**Task statement**
List every line of the items below that contains the word "instance".

**Data shown**
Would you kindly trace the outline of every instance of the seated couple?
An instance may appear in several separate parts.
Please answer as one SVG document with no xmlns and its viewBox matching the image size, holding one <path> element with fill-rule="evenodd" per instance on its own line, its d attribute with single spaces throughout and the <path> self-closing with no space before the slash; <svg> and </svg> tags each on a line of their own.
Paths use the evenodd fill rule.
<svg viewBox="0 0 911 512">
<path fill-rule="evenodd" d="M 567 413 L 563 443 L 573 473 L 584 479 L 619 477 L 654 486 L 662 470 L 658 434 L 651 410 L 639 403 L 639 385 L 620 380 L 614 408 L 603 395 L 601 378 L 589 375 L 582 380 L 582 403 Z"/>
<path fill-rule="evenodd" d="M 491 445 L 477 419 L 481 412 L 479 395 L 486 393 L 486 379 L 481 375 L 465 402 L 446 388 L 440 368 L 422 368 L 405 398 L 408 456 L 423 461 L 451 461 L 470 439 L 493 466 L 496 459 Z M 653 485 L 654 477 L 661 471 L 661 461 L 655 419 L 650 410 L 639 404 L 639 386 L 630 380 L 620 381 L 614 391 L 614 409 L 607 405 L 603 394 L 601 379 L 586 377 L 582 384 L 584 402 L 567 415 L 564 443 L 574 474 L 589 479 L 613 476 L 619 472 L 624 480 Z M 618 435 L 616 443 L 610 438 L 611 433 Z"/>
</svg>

**Reply**
Would you kindly trace the outline of every instance of the seated couple?
An instance may appear in several separate parts.
Please answer as one SVG document with no xmlns and its viewBox matching the image size, holding one <path> element with fill-rule="evenodd" per instance on its own line, its d attribute with single spaces throughout and the <path> self-closing with no space before the slash; <svg> and </svg> tags each on a line of their own.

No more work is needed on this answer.